**PROMPT:** Copy out the line bearing "Phrase: blurred bush" and all the lines after it, to the very end of the material below, exactly as written.

**MATERIAL FOR THIS EXERCISE:**

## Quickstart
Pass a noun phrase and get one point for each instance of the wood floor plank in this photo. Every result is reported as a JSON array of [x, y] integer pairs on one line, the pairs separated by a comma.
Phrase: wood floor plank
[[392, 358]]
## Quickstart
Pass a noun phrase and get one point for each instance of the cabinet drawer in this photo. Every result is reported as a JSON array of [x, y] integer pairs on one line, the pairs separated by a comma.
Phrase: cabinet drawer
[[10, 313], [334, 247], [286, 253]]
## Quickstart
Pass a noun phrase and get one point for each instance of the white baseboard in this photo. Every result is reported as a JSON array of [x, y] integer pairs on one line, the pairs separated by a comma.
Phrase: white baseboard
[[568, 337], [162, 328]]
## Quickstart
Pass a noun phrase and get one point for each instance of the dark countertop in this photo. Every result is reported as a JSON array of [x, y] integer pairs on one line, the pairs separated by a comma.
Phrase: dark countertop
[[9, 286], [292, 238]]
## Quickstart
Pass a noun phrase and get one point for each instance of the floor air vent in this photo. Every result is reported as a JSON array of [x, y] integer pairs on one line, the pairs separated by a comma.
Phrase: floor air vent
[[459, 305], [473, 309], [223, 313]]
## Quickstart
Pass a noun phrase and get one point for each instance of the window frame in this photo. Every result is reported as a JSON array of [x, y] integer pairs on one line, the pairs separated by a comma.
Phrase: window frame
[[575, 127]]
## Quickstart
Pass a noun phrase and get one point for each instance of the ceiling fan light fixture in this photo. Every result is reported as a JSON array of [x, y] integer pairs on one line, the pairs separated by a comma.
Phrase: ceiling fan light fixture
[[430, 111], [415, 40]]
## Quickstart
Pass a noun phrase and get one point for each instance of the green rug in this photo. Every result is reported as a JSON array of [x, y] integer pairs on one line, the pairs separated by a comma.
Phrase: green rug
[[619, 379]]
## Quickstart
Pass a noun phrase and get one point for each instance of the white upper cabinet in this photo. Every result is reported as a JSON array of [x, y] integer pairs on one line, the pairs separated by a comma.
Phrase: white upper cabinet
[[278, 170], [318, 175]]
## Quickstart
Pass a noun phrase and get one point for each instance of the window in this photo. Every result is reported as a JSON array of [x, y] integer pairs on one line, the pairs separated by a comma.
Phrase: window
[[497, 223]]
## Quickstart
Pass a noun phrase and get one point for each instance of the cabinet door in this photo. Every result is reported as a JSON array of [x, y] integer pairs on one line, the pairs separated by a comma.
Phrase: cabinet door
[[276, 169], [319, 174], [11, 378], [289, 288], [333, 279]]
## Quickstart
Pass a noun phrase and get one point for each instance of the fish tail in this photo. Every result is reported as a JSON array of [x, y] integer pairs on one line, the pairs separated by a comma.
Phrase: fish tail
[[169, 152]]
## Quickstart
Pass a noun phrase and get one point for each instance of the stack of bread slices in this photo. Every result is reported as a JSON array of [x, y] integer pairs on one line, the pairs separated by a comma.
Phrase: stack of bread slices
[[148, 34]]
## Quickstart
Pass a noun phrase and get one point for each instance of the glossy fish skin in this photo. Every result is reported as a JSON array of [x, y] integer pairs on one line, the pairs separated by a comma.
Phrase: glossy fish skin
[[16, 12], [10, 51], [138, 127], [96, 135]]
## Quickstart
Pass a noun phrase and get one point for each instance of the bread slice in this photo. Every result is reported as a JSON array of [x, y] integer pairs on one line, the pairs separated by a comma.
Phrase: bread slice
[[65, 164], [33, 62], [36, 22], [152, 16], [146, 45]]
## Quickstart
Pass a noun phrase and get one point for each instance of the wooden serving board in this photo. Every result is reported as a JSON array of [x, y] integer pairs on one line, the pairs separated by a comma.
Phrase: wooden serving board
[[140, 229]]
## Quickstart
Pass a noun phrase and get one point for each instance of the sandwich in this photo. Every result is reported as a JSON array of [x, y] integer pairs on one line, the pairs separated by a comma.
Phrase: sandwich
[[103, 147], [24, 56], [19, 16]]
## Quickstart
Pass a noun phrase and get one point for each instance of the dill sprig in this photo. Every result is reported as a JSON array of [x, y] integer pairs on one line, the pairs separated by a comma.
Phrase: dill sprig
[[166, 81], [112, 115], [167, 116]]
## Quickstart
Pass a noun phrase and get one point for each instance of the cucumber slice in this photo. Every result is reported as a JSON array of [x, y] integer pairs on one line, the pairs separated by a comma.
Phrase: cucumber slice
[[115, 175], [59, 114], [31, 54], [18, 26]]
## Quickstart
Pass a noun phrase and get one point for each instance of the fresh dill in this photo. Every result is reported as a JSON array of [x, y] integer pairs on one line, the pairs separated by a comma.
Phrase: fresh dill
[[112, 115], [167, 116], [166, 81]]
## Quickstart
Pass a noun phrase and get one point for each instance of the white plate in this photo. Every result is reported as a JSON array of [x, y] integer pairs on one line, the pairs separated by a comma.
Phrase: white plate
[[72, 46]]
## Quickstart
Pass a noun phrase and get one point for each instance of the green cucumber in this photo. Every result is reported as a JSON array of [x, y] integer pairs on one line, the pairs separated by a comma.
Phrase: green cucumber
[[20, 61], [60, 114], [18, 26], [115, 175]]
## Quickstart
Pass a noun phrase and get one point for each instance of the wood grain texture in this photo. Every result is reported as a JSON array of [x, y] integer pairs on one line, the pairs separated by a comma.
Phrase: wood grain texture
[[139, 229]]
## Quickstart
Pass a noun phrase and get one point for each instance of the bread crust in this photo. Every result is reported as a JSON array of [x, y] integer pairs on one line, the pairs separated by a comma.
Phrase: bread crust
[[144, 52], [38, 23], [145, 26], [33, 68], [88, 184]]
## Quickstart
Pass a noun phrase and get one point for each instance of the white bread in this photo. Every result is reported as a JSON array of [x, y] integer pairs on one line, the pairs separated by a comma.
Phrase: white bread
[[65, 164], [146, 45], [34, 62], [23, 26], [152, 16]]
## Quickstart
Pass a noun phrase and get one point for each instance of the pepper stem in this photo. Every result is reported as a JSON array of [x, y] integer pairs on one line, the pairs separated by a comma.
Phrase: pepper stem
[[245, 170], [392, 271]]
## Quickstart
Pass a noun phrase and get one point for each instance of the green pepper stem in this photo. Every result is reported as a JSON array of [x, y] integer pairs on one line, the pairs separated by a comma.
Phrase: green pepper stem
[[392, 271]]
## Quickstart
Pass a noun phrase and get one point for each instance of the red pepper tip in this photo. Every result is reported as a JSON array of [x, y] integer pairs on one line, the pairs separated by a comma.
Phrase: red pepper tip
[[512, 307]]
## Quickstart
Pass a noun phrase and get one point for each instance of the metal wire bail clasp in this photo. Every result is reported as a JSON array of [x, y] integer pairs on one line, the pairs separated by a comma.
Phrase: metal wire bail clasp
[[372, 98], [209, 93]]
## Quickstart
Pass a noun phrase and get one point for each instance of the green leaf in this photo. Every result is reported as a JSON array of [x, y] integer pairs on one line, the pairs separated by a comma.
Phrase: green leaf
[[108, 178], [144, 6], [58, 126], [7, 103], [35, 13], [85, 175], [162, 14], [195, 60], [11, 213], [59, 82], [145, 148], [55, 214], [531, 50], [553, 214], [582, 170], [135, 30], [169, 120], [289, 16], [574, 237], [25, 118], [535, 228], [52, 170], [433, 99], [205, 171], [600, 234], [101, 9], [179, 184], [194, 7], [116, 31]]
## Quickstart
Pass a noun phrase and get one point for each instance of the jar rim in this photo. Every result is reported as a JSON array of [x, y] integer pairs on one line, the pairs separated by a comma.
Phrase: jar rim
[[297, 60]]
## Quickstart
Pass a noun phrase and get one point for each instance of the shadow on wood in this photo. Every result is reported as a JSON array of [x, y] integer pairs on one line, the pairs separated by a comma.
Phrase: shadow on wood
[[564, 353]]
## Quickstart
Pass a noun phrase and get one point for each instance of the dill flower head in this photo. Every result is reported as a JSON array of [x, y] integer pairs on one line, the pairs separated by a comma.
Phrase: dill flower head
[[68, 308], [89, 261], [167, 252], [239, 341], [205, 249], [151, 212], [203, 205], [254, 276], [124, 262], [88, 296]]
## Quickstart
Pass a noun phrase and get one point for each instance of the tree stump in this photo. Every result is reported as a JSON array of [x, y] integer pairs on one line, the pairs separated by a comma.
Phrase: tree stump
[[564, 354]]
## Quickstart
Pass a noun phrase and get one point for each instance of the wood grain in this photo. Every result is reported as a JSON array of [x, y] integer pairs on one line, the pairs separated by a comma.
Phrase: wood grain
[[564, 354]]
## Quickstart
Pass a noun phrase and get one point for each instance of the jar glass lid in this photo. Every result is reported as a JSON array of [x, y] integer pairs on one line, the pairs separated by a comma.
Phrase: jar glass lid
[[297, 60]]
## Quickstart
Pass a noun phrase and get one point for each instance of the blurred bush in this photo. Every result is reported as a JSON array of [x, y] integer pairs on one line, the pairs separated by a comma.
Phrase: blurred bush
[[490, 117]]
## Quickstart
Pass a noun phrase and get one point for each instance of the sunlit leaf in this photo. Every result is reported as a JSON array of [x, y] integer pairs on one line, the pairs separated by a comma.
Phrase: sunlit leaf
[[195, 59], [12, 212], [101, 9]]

**RESPONSE TO THE TASK:**
Phrase: blurred bush
[[490, 117]]
## Quickstart
Pass a noun phrase and get one point for each instance of the sunlit leaf in this photo. Every result is reported as a JSON array of [x, y] integer pairs on one line, the pairs separated by a comma.
Phrase: sunlit leaf
[[195, 59], [12, 212], [101, 9]]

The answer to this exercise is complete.